READING PASSAGE:
[start]

This is important for moving on, agrees dating coach Hayley Quinn: “You need to focus not only on the emotional and physical connection you share but also on how good the other person is as a partner to you,” she says. “The truth may well be that you have a great connection, but that they (or you both) lack the relationship skills and compatibility to really make it work. Put it this way: someone becomes ‘the one’ when you form a successful relationship together with them, but if the relationship continually fails, they can’t be ‘the one’.”

And while the beautiful stories we read, watch, or listen to can feel comforting, Quinn says: “Moving on from this experience is made tougher by a popular culture which often shows relationships overcoming huge adversity.” Keeping these representations at arm’s length, therefore, is key to growth.

Ultimately, despite our intentions, Jade and I just couldn’t seem to make it work — and that’s the reality. She’s the one that got away. That used to feel like a tragedy (and on the odd bad day, it still can), but now, I tend to see the experience as something beautiful that I was lucky to have, and take the good from it for my next relationship. In this way, Naum encourages long-time yearners to see the ones that got away as “expanders”, that widened “our sense of what’s possible in love”. She suggests: “Instead of seeing them only as a loss, it can be more powerful to ask: what did this connection awaken in me?” And that’s exactly how I see it now.

[end]

TASK INSTRUCTIONS: In the passage about moving on from the one that got away, why does Quinn say that someone whose relationship with you keeps failing cannot be "the one"? Answer in one to three sentences.

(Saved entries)

[start]

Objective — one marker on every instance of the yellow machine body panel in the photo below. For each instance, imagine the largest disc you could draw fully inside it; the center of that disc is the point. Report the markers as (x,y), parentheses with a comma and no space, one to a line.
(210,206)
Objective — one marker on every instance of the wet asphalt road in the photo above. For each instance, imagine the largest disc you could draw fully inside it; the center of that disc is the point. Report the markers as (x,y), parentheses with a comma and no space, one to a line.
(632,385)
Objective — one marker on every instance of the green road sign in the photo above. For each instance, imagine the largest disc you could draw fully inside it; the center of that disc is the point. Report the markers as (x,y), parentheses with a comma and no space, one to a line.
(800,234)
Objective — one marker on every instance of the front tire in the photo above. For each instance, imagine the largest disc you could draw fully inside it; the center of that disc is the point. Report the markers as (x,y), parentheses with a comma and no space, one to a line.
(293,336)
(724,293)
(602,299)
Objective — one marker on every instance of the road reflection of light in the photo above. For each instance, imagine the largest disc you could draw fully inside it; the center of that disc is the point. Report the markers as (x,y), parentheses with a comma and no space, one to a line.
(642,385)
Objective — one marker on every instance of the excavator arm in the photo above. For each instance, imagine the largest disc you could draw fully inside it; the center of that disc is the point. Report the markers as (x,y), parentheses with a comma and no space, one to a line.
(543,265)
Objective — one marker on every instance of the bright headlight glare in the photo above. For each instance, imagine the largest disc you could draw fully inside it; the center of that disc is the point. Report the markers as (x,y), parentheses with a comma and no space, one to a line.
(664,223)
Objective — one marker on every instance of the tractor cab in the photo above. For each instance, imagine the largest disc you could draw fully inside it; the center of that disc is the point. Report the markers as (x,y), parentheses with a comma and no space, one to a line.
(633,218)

[end]

ANSWER TO THE EXERCISE: Quinn says a person becomes "the one" only when you form a successful relationship together with them. If the relationship continually fails, that success never happens, so they can't be "the one," even if the connection is great.